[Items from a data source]
-- Opening Marker --

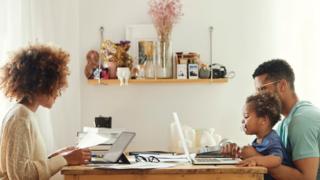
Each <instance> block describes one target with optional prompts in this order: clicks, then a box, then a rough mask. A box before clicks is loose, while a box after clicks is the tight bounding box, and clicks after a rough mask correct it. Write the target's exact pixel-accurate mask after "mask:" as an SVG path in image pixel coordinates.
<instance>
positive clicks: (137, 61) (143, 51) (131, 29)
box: [126, 24, 157, 65]
mask: <svg viewBox="0 0 320 180" xmlns="http://www.w3.org/2000/svg"><path fill="white" fill-rule="evenodd" d="M126 40H128V41H130V42H131V43H130V44H131V47H130V49H129V54H130V55H131V56H132V58H133V64H134V65H142V64H144V63H146V57H148V58H152V60H153V58H154V57H155V47H156V42H157V32H156V30H155V28H154V26H153V24H137V25H128V26H126Z"/></svg>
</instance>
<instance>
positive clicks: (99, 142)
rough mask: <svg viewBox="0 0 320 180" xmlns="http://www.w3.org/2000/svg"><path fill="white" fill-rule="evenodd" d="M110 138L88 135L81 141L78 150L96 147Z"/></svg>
mask: <svg viewBox="0 0 320 180" xmlns="http://www.w3.org/2000/svg"><path fill="white" fill-rule="evenodd" d="M108 140H109V138H107V137H103V136H101V135H99V134H97V133H87V134H85V135H84V137H83V138H81V140H80V141H79V143H78V145H77V147H78V148H88V147H92V146H96V145H98V144H102V143H104V142H106V141H108Z"/></svg>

-- Closing Marker --

## [Task goal]
What is needed is every record above, returned exactly, with the pictures omitted.

## [Expected output]
Each <instance> block describes one target with optional prompts in this order: clicks, then a box, then a rough mask. A box before clicks is loose, while a box after clicks is the tight bounding box, and clicks after a rough mask correct it. Write the target's exact pixel-accurate mask after "mask:" as an SVG path in image pixel coordinates.
<instance>
positive clicks: (137, 61) (143, 51) (131, 29)
box: [126, 24, 157, 65]
mask: <svg viewBox="0 0 320 180" xmlns="http://www.w3.org/2000/svg"><path fill="white" fill-rule="evenodd" d="M126 40H128V41H130V42H131V43H130V44H131V47H130V49H129V54H130V55H131V56H132V58H133V64H134V65H142V64H144V63H146V57H148V58H152V60H153V58H154V57H155V47H156V42H157V32H156V30H155V28H154V26H153V24H137V25H128V26H126Z"/></svg>
</instance>
<instance>
positive clicks: (99, 142)
rough mask: <svg viewBox="0 0 320 180" xmlns="http://www.w3.org/2000/svg"><path fill="white" fill-rule="evenodd" d="M110 138L88 135L81 141L78 150L96 147Z"/></svg>
mask: <svg viewBox="0 0 320 180" xmlns="http://www.w3.org/2000/svg"><path fill="white" fill-rule="evenodd" d="M108 140H109V138H107V137H103V136H101V135H99V134H97V133H87V134H85V135H84V137H83V138H81V140H80V141H79V143H78V145H77V147H78V148H88V147H92V146H96V145H98V144H102V143H104V142H106V141H108Z"/></svg>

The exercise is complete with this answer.